Text block
━━━━━━
Book 4 of 24 of A Year of Books. Why Be Happy When You Can Be Normal by Jeanette Winterson. Read: February 2018.

I told my version – faithful and invented, accurate and misremembered, shuffled in time. I told myself as hero like any shipwreck story. It was a shipwreck, and me thrown on the coastline of humankind, and finding it not altogether human, and rarely kind.

All throughout the book, I wonder which parts are true and which are fiction. I realize, perhaps, that fiction and truth are one and the same. That we have different perspectives mean we have different truths, and this was Jeanette’s truth. 

It was her (foster) mother, Mrs. Winterson, who asked her the question: Why be happy when you can be normal? She was caught with a woman. Her mother, religious to the letter, did everything to keep her in a box; in the same lane through and through. She isn’t even allowed to read books. “The trouble with a book is that you never know what’s in it until it’s too late.”, she said. So Jeanette hid her books under her bed, until her mother found them and threw them all away.

If this was love at all, it is a kind that I completely do not understand. And perhaps that means I am fortunate. It was fiction and poetry though, that helped her escape from all of it:

I believe in fiction and the power of stories because that way we speak in tongues. We are not silenced. All of us, when in deep trauma, find we hesitate, we stammer; there are long pauses in our speech. The thing is stuck. We get our language back through the language of others. We can turn to the poem. We can open the book. Somebody has been there for us and deep-dived the words.

Nothing can be more true. When I’m sad to the bones, I listen to sad songs and feel all the feelings. Music is poetry too.

Jeanette also attempts to define (the pursuit of) happiness:

In Middle English, ‘happ’ [means] the chance or fortune, good or bad, that falls to you. Hap is your lot in life, the hand you are given to play. Pursuing happiness… is not at all the same as being happy – which I think is fleeting, dependent on circumstances, and a bit bovine.
━━━━━━
Provided data
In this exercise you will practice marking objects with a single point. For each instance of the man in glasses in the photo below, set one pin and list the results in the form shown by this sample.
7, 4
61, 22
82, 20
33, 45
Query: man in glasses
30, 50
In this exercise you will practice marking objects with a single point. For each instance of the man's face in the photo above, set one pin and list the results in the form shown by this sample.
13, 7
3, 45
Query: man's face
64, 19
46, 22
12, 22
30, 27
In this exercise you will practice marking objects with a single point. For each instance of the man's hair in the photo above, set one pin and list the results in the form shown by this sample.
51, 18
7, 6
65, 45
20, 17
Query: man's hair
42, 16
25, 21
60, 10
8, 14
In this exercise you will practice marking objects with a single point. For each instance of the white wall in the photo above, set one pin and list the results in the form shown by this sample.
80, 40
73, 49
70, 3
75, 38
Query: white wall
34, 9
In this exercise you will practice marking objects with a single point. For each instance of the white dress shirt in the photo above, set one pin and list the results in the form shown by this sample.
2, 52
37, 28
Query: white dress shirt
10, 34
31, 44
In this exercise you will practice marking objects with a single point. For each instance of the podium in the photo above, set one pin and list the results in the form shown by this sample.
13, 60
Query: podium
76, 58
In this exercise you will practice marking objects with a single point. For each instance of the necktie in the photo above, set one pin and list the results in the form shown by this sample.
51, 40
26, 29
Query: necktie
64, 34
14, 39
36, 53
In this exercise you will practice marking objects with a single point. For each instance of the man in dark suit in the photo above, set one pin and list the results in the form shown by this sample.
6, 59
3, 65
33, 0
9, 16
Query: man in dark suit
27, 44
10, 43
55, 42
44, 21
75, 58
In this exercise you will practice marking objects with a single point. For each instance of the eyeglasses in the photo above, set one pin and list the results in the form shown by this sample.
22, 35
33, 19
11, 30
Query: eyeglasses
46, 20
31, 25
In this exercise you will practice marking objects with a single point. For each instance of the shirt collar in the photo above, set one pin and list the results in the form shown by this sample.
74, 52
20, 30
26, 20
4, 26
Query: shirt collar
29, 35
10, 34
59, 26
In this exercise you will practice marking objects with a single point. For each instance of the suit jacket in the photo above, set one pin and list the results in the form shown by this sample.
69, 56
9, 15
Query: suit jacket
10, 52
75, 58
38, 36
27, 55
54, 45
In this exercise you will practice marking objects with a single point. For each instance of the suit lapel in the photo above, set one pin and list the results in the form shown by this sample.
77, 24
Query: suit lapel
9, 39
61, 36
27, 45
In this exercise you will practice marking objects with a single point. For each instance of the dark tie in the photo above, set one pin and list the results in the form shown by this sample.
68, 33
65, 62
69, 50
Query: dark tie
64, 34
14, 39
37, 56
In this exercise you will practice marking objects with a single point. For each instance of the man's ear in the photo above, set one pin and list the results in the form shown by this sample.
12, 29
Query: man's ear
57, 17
━━━━━━
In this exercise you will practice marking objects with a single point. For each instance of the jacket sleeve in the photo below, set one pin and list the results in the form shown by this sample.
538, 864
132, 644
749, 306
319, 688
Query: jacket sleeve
━━━━━━
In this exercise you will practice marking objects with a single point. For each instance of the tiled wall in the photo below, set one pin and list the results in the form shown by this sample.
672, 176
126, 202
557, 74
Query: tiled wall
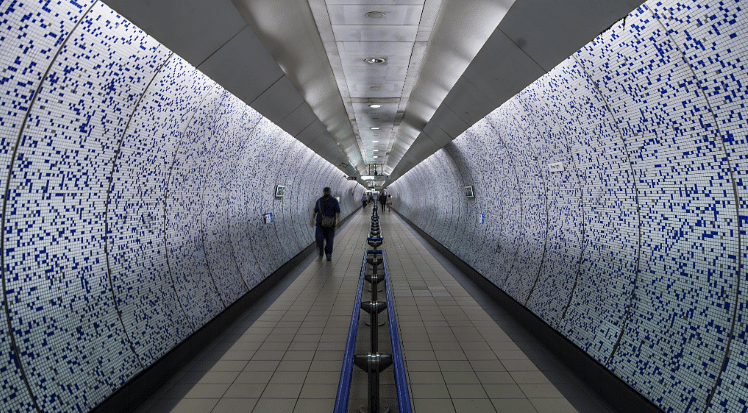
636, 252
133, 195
━━━━━━
Given task 1
List every description the book review gives of being happy, as opposed to pursuing happiness.
Given task 2
Report how many lines of the entries contain the string "suit". Give only the number.

Exercise solution 1
- fleeting
- dependent on circumstances
- a bit bovine

Exercise solution 2
6